Художник Владимир Фаворский о композиции

В рубрике «Электроархив» мы републикуем знаковые статьи и материалы об искусстве, архитектуре, истории и культуре из оцифрованных изданий «Электронекрасовки».

***

О цельности

Цельность — это слово важное, мы должны стремиться к цельному изображению — к цельности, и, кроме того, мы надеемся, что цельность связана с красотой, которая нам крайне нужна.

Но цельность предполагает сложность; только сложное цельно. И не простую сложность. Сложность такую, которая предполагает синтез противоположностей.

Синтез предмета и пространства

Попробуем в этом разобраться. Передо мной рисунок натурщицы. Молодая красивая фигура, стройная и всем складом выражающая рост. Я ее рисую, набрасываю, и вот ее контуры как бы соотносятся с полями. Ее контуры и формы создают эхо на краях листа. Мой рисунок контуром как бы посылает на края сигналы эхолота. И таким образом создается то пространство, которое окружает фигуру, проникает внутрь фигуры, строит ее.

**ЗАДАНИЯ**.
(1) Совпадают ли с текстом о композиции эти утверждения: (a) цельность предполагает простоту; (b) натурщица на рисунке молодая и стройная; (c) контуры фигуры отзываются эхом на краях листа? На каждое ответьте «да» или «нет» и точно приведите слова из текста, которые это решают.
(2) Кратко ответьте по тексту о композиции:
(a) С чем, как надеется автор, связана цельность?
(b) Синтез чего предполагает нужная для цельности сложность?
(c) Что создается, когда рисунок контуром посылает сигналы на края листа?
(3) Перепишите без изменений отрывок из текста о композиции: всё, начиная с «Попробуем в этом» и вниз до «фигуры, строит ее.».

Несколько строк

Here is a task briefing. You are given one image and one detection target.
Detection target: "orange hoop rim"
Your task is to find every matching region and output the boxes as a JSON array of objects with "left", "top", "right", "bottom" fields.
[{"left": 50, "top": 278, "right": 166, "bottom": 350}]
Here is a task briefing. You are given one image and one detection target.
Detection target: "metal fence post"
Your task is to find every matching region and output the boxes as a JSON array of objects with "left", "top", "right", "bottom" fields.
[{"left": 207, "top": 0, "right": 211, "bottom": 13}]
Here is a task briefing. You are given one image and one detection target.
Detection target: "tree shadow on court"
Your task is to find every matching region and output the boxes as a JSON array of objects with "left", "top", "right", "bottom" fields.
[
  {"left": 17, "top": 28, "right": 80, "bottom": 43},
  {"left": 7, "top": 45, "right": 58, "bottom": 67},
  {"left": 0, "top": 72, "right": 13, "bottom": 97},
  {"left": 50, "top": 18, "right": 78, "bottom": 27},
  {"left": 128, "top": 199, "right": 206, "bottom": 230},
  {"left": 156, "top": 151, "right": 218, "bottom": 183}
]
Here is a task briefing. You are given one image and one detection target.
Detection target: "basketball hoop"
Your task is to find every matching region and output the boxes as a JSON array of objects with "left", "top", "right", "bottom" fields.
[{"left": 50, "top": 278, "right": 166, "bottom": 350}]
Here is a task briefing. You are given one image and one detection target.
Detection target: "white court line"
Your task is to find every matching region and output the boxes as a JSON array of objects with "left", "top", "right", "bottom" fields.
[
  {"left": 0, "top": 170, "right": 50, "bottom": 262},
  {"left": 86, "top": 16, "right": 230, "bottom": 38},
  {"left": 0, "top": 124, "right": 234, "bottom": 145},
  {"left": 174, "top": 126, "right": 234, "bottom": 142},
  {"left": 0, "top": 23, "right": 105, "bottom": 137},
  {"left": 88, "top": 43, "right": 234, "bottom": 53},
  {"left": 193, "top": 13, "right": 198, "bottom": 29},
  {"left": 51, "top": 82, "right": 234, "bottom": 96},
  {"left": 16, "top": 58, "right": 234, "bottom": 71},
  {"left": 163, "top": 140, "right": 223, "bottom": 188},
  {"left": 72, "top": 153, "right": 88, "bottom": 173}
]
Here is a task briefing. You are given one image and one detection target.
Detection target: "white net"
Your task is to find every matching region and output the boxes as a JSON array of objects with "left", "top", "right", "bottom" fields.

**ОТВЕТЫ К ЗАДАНИЯМ**.
(1)
(a) Нет: «Но цельность предполагает сложность; только сложное цельно.»
(b) Да: «Молодая красивая фигура, стройная и всем складом выражающая рост.»
(c) Да: «Ее контуры и формы создают эхо на краях листа.»

(2)
(a) С красотой.
(b) Синтез противоположностей.
(c) Пространство, которое окружает фигуру, проникает внутрь фигуры и строит ее.

(3)
Попробуем в этом разобраться. Передо мной рисунок натурщицы. Молодая красивая фигура, стройная и всем складом выражающая рост. Я ее рисую, набрасываю, и вот ее контуры как бы соотносятся с полями. Ее контуры и формы создают эхо на краях листа. Мой рисунок контуром как бы посылает на края сигналы эхолота. И таким образом создается то пространство, которое окружает фигуру, проникает внутрь фигуры, строит ее.